Please reproduce the stretch of the listing below from the line containing "For every instance of the light" through the end of the listing, both ends included, keeping the requests and leaving out the pictures. Scale every coordinate in the answers by 1.95 and round to whole numbers, with halves going up.

▸ PROVIDED MATERIAL:
--*--
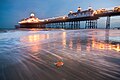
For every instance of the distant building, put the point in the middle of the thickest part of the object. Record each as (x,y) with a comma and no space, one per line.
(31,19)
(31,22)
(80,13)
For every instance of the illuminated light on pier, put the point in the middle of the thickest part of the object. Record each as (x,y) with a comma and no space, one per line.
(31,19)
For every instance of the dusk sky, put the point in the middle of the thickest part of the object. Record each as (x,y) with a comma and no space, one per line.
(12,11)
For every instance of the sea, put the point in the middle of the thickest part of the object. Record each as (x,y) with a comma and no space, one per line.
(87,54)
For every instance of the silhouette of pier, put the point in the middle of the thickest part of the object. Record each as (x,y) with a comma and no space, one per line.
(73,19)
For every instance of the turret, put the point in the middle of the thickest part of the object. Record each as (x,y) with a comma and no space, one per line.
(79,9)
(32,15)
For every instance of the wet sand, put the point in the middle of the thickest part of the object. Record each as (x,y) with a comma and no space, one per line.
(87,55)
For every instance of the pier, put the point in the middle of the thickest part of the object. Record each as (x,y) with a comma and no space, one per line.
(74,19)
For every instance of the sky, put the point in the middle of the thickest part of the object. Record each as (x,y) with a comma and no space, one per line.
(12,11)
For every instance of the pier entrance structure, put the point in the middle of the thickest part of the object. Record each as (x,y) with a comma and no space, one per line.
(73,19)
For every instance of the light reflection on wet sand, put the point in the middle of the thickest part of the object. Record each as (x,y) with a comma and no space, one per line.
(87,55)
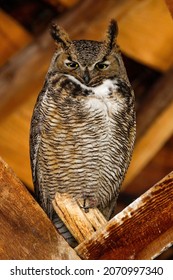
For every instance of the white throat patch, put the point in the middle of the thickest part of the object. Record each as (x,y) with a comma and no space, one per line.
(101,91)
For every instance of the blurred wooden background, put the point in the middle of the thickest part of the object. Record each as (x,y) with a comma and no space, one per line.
--*--
▸ TASK RESULT:
For every instance of the light reflection on wet sand, put the point in the middle of the thickest part of the object. Record each as (x,y) with a comma and no space, one per line.
(170,107)
For every instance of the white throat patch, put the point in the middle of the thickest part of the object. Record each as (x,y) with a comma and no space, one per line.
(197,177)
For every instance of the blurred wooden background, put the point in the middle of the thickest part of the object. Record each as (x,y) with a comma and no space, one per line.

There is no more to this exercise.